PROBLEMS AND TASKS
a – In the benchmark thread, what database pool size did the Phoenix setup have, compared with the other frameworks?
b – Using the benchmark thread, judge whether each statement agrees with it: (i) the tests use wrk; (ii) the Phoenix version in the tests was current; (iii) latency rankings are based on max latency. Answer yes or no for each, with the deciding words quoted.
c – Go on with the benchmark thread from the point where it stops.

PROVIDED PASSAGE
+--

I really have no idea how popular or well known these benchmarks are, but I’ve been following https://www.techempower.com/benchmarks/ for some time. I was happy to see some elixir/erlang entries recently, but then concerned with their performance. Given that phoenix at least has a high error count, I imagine that is at least part of the issue. I intend to take a look when I both learn enough to feel useful and get the chance, but I’m posting it here in case there are others more able that have the bandwidth to improve things sooner.
I understand that abstract benchmarks are always of only limited use, and each project will have its own performance characteristics; but performing well in a 3rd party (and theoretically unbiased) suite like this could help with adoption.
I was looking at these benchmarks too the other day. And I also noticed the high error rate on Phoenix’s benchmarks. It seems strange to me, like their server wasn’t setup right. It seems implausible that Phoenix could perform so poorly. The GitHub repo is here - I thought about pulling it down and running the benchmarks myself. For one thing, the version of Phoenix is out of date, so we could make a pull request to update those dependencies.
Many of the packages there are entirely by outside groups; that is part of the appeal to me actually, that those evangelizing their favorites can actually submit improvements.
I saw on twitter a response from Chris McCord somewhere (Twitter, Reddit, HN, ?) that stated there were serious problems with the configuration and that they had submitted a PR to fix some issues and nothing had been done. Also there was some caveat to the numbers posted where they had their hardware decommissioned and scrambled to get it published which meant the frameworks got no time to tweak/fix stuff.
I would say the jury is WAY out on the legitimacy of the numbers.
We don’t know what caused the errors and unfortunately we didn’t have a chance to collaborate with them on a true run. A few months ago they added Phoenix in a preview, but it was a very poor implementation. They were testing JSON benchmarks through the :browser pipeline, complete with crsf token generation. They had a dev DB pool size of 10, where other frameworks were given of pool size of 100. And they also had heavy IO logging, where other frameworks did no logging. We sent a PR to address these issues, and I was hoping to see true results in the latest runs, but no preview was provided this time and we weren’t able to work with them on the errors. tldr; these results are not representative of the framework.
From my point of view there are so many things that are off with the way they do these tests and they even say themselves that results are not comparable unless you are an “expert”.
From a quick glance:
They use wrk which has the coordinated omission problem. So basically their test result can only be interpreted for closed system (i.e not something where there is no back-pressure from clients like the internet)
They report the best case result for each framework. I think worst case is more interesting if I am running something in production
For latency they use average latency for ranking. It is well known that averages are bad to use in this case. They could have used proper percentiles or if they don’t do any coordinated omission adjustment (which they don’t) they should use the max latency.

+--

EXTRACTED RECORDS
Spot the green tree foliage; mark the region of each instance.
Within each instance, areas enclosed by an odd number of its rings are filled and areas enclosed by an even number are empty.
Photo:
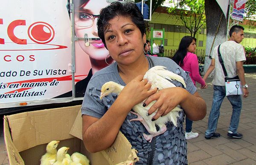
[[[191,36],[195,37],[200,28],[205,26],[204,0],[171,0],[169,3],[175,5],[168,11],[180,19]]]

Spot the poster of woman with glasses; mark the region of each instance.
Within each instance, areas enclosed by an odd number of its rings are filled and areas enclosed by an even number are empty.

+--

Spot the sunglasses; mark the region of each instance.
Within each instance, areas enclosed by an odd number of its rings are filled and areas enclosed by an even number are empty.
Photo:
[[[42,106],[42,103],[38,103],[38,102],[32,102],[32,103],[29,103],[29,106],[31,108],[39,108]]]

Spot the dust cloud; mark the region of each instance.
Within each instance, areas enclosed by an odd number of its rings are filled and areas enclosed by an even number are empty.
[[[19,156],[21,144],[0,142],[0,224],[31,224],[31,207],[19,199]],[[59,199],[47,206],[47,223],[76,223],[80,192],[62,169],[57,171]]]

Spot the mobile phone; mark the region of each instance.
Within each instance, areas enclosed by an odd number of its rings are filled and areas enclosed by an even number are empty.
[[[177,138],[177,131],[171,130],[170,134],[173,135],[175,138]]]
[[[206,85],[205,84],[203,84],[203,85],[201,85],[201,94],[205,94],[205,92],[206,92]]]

+--

TASK RESPONSES
a – Phoenix had a dev DB pool size of 10, while other frameworks were given a pool size of 100.

b –
(i) Yes: "They use wrk which has the coordinated omission problem."
(ii) No: "the version of Phoenix is out of date"
(iii) No: "For latency they use average latency for ranking."

c –
Tests run for way too short. 15 seconds. Max concurrency 256 for anything but plaintext. They say themselves that they didn’t see any difference running test for 60 seconds or 15 seconds. Well I am not surprised:) 60 seconds is way too short as well! Once memory buffers run full, garbage collection kicks in, database connections get stuck you will see other problems. I’ve had servers that looked like they were running OK which ground to a halt and complete stop after 30 minutes. I understand it is hard to run the tests for all these frameworks for such a long time but still.
Are their tests useless? If you are contemplating setting up an http server in a closed system then perhaps no. They might be valid if you interpret the data correctly. If you have the http servers on an open system such as the internet? No then they are not valid.
And they say (http://tiamat.tsotech.com/unfair-comparisons):
“The tests set what can be considered high-water marks for performance.” That is, any framework is unlikely to perform better than these tests. So at least that is one thing you can takeaway from the results.
If you look through the data tables and latency graphs phoenix actually does pretty well. For latency it has low “max” and standard deviation which is not completely off the walls.
If you look how it performs under the various concurrency settings it performs as expected with little variation. Some of the faster frameworks fluctuated over 100% between the various concurrency settings. That is not what I call “stable”
Finally for these tests erlang VM has a bottleneck which hopefully will be addressed in OTP20 with multi poll-set. Not that it will be the best but I have a feeling it will do much better.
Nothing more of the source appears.